Stored data entries
*** Block opens ***

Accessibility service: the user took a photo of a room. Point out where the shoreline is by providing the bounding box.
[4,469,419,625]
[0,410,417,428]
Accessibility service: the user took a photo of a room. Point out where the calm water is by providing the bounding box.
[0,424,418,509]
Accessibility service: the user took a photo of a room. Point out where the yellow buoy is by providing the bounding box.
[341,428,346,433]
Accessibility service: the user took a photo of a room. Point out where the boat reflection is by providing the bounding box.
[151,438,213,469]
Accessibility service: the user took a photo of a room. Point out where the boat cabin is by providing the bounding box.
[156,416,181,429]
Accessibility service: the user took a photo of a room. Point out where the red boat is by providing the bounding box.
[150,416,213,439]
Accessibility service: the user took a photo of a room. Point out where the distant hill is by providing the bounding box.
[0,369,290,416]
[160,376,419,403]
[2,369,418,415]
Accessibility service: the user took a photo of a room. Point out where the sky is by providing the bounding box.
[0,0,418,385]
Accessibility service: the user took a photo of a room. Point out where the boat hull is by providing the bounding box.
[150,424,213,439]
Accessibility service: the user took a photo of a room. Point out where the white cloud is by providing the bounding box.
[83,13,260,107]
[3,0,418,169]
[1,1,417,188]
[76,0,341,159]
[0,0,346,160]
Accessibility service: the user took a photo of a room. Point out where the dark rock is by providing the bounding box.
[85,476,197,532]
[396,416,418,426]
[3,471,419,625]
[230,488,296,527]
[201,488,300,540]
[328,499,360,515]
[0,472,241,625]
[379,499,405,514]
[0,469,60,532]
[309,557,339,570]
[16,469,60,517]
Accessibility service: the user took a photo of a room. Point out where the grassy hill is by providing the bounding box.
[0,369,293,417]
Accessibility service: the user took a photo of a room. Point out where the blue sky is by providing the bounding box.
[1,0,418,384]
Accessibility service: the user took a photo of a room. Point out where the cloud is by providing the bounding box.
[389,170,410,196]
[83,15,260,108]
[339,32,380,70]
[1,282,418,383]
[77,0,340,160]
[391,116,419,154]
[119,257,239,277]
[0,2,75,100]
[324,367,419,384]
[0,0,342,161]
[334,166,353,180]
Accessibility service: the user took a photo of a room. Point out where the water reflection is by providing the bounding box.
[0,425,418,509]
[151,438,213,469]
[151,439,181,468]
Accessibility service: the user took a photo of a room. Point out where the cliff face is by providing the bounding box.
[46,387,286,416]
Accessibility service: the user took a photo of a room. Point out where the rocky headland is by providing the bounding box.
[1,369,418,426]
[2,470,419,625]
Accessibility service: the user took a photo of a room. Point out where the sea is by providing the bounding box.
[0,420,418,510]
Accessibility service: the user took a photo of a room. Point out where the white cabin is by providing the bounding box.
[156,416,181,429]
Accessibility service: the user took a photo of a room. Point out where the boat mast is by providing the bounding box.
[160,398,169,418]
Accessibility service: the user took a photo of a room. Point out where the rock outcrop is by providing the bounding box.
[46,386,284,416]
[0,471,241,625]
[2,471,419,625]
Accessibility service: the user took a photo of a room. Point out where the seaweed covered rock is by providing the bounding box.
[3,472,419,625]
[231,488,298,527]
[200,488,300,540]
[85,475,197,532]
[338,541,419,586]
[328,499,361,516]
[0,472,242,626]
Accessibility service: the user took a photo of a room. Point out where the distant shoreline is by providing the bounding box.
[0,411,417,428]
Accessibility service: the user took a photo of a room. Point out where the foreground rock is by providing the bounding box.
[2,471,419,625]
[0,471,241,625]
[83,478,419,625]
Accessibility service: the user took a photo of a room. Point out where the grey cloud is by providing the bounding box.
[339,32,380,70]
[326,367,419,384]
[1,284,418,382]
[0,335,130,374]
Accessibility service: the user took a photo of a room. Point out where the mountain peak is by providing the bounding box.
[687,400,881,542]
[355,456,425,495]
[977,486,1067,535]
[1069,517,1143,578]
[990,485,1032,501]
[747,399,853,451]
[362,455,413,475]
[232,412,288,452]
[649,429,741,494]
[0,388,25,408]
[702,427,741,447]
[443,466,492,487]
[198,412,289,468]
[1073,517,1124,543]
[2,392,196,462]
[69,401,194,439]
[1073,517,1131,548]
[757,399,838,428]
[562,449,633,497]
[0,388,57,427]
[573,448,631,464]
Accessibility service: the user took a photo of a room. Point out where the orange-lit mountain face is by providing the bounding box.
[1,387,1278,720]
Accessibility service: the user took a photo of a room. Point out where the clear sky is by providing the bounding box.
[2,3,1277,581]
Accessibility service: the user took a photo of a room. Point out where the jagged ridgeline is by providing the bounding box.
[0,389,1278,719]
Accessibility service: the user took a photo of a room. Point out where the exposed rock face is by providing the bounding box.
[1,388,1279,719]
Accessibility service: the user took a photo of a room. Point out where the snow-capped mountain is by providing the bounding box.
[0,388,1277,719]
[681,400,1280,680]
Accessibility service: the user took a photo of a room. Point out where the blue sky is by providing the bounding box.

*** Block closes ***

The records above must be set down again exactly as written.

Expected answer:
Accessibility service: the user took a photo of a room. Point out where the shoreline is by providing the bounding box.
[4,469,419,625]
[0,410,417,428]
Accessibility service: the user took a photo of a room. Point out where the calm water is by providing the bounding box.
[0,424,418,509]
Accessibility service: the user took a photo of a room. Point out where the yellow buoy is by providing the bounding box.
[341,428,346,433]
Accessibility service: the user took a photo of a room. Point out where the boat reflection is by providing the bounding box.
[151,438,213,469]
Accessibility service: the user took a photo of a room. Point out where the boat cabin is by providing the bounding box.
[156,416,181,429]
Accessibility service: the user took a photo of a room. Point out where the red boat is by providing the bounding box.
[150,416,213,439]
Accessibility service: the user took a photo of a room. Point out where the distant hill is by providing the bounding box.
[0,369,290,416]
[160,376,419,403]
[2,369,418,415]
Accessibility service: the user took a photo of a room. Point out where the sky is by providing the bounding box.
[0,0,418,385]
Accessibility service: the user took a photo of a room. Point out where the boat hull is by providing the bounding box.
[150,424,213,439]
Accessibility service: the user took a photo of a room. Point out where the white cloud is by providing the bounding box.
[83,13,260,107]
[3,0,418,169]
[1,1,417,188]
[76,0,341,159]
[0,0,346,160]
Accessibility service: the user took a photo of a room. Point out where the dark rock is by providing the bounding box.
[85,476,197,532]
[396,416,418,426]
[3,471,419,625]
[230,488,296,527]
[201,488,300,540]
[328,499,360,515]
[0,472,241,625]
[379,499,405,514]
[0,469,60,532]
[309,557,339,570]
[16,469,60,517]
Accessibility service: the user took a photo of a room. Point out where the grassy hill is by providing the bounding box.
[0,369,293,417]
Accessibility service: the user took a photo of a room. Point out where the blue sky is by providing the bounding box.
[1,0,418,384]
Accessibility service: the user took a photo of a room. Point out where the cloud is by providing the bounding box.
[389,170,410,196]
[83,15,260,108]
[339,32,380,70]
[1,282,418,383]
[77,0,340,160]
[391,116,419,154]
[119,257,239,277]
[0,2,75,100]
[324,367,419,384]
[0,0,342,161]
[334,166,353,180]
Accessibility service: the user took a photo of a room. Point out where the water reflection is by providing the bounding box.
[0,425,418,509]
[151,438,213,469]
[151,439,181,468]
Accessibility service: the user took a photo of a room. Point out where the cliff face is by providing the bounding box.
[46,387,286,416]
Accessibility service: the user took a photo of a room. Point out where the rocky headland is by providing the bounding box.
[1,369,418,426]
[2,470,419,625]
Accessibility service: the user took a photo of a room. Point out where the sea is by providing the bounding box.
[0,420,418,510]
Accessibility service: the user took a photo of a room. Point out where the white cabin is by providing the bounding box.
[156,416,181,429]
Accessibility service: the user took a photo of a room. Point out where the boat mast is by providing the bounding box.
[160,398,169,418]
Accessibility service: the user took a photo of a room. Point out where the rock outcrop is by providing the bounding box.
[46,386,284,416]
[0,471,241,625]
[2,471,419,625]
Accessibility service: the user took a photo of a room. Point out where the seaweed covered rock is by providing the bounding box.
[3,472,419,625]
[231,488,298,527]
[200,488,300,540]
[85,475,197,532]
[338,541,419,586]
[328,499,361,516]
[0,472,242,626]
Accessibility service: the user took a photo of a room. Point out where the distant shoreline is by providing the bounding box.
[0,411,417,428]
Accessibility service: the user took a photo of a room. Point out where the foreground rock is by providing the bounding box.
[2,471,419,625]
[0,471,241,625]
[83,478,419,625]
Accessibility service: the user took a photo of a room. Point out where the grey cloud is by providing the bounding box.
[339,32,380,70]
[326,367,419,384]
[1,284,418,382]
[0,335,130,374]
Accessibility service: the user took a photo of a room. Point out where the mountain peak is by providing the bounding box.
[687,400,881,542]
[355,456,425,495]
[977,486,1067,535]
[1069,517,1143,578]
[990,485,1032,501]
[747,399,853,451]
[362,455,413,475]
[232,412,288,452]
[649,429,741,494]
[0,388,25,408]
[702,427,741,447]
[443,466,492,487]
[198,412,289,468]
[1073,517,1124,543]
[2,392,196,462]
[69,401,194,439]
[1073,517,1131,548]
[757,399,838,428]
[562,449,633,497]
[0,388,57,427]
[573,448,631,464]
Accessibility service: the user took a photo of a room. Point out where the orange-lit mountain face is by providing the bounding box.
[1,387,1278,720]
Accessibility service: the user took a photo of a room. Point out where the clear sky is by providing the bounding box.
[2,3,1277,581]
Accessibility service: the user took a photo of a room. Point out where the jagged ridgeline is by providing the bounding box.
[0,389,1278,719]
Accessibility service: the user took a photo of a room. Point out where the exposed rock face is by providing the bounding box.
[1,388,1279,719]
Accessibility service: the user took a photo of a room. Point out where the snow-capped mountain is by providing the bounding box.
[0,388,1277,719]
[681,400,1280,680]
Accessibility service: the user took a photo of a room. Point out where the blue sky is by providing the bounding box.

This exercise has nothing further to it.